(REQUIRED WORK)
Return the full set of entries exactly. Omit none.

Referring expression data
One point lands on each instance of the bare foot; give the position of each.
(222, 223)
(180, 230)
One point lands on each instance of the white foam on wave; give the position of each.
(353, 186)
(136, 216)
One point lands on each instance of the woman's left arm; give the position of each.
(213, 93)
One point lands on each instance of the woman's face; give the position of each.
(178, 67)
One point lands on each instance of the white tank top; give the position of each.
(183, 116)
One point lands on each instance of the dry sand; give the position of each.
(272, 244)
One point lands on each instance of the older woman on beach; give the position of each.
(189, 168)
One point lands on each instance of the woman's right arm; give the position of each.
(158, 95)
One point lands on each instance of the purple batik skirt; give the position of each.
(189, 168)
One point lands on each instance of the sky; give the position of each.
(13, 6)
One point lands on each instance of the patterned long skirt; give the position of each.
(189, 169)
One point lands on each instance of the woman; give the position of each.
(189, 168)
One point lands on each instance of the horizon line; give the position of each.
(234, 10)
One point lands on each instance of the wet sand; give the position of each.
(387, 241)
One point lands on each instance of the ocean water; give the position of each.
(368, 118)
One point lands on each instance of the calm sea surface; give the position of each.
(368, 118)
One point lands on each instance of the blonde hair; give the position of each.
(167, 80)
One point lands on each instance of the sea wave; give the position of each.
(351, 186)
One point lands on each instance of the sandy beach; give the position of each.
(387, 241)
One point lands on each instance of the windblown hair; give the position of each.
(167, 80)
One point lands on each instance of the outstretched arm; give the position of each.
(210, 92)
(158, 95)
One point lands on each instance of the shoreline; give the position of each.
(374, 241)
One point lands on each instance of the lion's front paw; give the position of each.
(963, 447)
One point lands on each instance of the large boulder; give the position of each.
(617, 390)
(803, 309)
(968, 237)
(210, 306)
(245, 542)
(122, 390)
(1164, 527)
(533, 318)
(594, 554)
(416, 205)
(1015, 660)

(RESPONSE AREA)
One point lands on each instance of the bare foot; give the position of each.
(222, 223)
(180, 230)
One point lands on each instance of the white foam on wave; give the position of each.
(353, 186)
(136, 216)
One point lands on each instance of the woman's left arm; give the position of each.
(213, 93)
One point lands on each instance of the woman's face; give the position of each.
(178, 67)
One point lands on each instance of the white tank top; give the position of each.
(183, 116)
One point lands on each instance of the dry sand; give the position of each.
(272, 244)
One point lands on each instance of the older woman on beach; give the position of each.
(189, 168)
One point lands on each instance of the woman's right arm; give the position of each.
(158, 95)
One point lands on each instance of the purple batik skirt; give the position of each.
(189, 168)
One point lands on each instance of the sky; give the position of each.
(13, 6)
One point lands on each instance of the patterned long skirt; give the position of each.
(189, 169)
One point lands on each instance of the woman; give the position of each.
(189, 168)
One point lands on each instance of the horizon line; give the position of each.
(234, 10)
One point lands on each instance of the wet sand; give the position of each.
(387, 241)
One point lands on each instance of the ocean water; give the position of each.
(368, 118)
One point lands on each instance of the calm sea surface; give the position of each.
(368, 118)
One point lands on each instance of the blonde hair; give the position of each.
(167, 80)
One point lands on each instance of the sea wave; give the position of each.
(351, 186)
One point lands on each instance of the sandy beach; give the position of each.
(387, 241)
One point lands on each instance of the windblown hair; give the position of each.
(167, 80)
One point lands on each instance of the outstretched arm; give the position of each.
(210, 92)
(158, 95)
One point lands on each instance of the shoreline; give the position of each.
(374, 241)
One point lands on each instance of the lion's front paw; give the position of each.
(963, 447)
One point lands on each instance of the large boulder; give the position of each.
(617, 390)
(803, 309)
(968, 237)
(210, 306)
(245, 542)
(122, 390)
(1164, 527)
(533, 318)
(594, 554)
(416, 205)
(1015, 660)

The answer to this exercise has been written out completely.